- _Task objective_
Please copy each line below that contains the word "tugboat".

Records from a dataset:
--- START ---

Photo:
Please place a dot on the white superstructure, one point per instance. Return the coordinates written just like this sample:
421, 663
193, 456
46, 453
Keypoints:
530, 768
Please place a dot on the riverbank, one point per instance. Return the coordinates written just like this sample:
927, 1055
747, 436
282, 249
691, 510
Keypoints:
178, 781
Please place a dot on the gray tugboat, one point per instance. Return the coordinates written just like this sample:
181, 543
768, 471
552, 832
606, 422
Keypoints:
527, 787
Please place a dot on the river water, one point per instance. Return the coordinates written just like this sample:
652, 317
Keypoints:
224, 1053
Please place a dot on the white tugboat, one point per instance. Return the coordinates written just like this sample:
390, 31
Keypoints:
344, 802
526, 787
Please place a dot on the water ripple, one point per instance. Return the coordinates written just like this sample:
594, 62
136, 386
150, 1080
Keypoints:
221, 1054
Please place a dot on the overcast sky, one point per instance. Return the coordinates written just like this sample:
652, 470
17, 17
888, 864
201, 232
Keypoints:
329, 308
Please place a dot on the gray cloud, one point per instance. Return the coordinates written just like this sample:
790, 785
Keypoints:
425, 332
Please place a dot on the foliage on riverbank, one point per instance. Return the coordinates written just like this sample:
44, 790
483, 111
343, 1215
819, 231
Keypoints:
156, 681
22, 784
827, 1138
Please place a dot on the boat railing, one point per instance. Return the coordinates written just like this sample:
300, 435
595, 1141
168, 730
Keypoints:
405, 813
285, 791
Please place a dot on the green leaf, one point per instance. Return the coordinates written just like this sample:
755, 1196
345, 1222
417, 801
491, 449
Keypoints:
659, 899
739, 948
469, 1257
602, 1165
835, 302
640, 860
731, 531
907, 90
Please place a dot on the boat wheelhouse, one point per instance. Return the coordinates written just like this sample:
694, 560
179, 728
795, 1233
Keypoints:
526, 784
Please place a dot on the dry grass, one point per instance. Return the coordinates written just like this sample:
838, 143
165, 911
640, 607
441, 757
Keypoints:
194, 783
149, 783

--- END ---

- _Reply to the task_
Please place a dot on the gray tugboat, one point per instance. Return the coordinates written just like this sample:
Please place a dot on the white tugboat, one point per instance. Return the coordinates written just like this sample:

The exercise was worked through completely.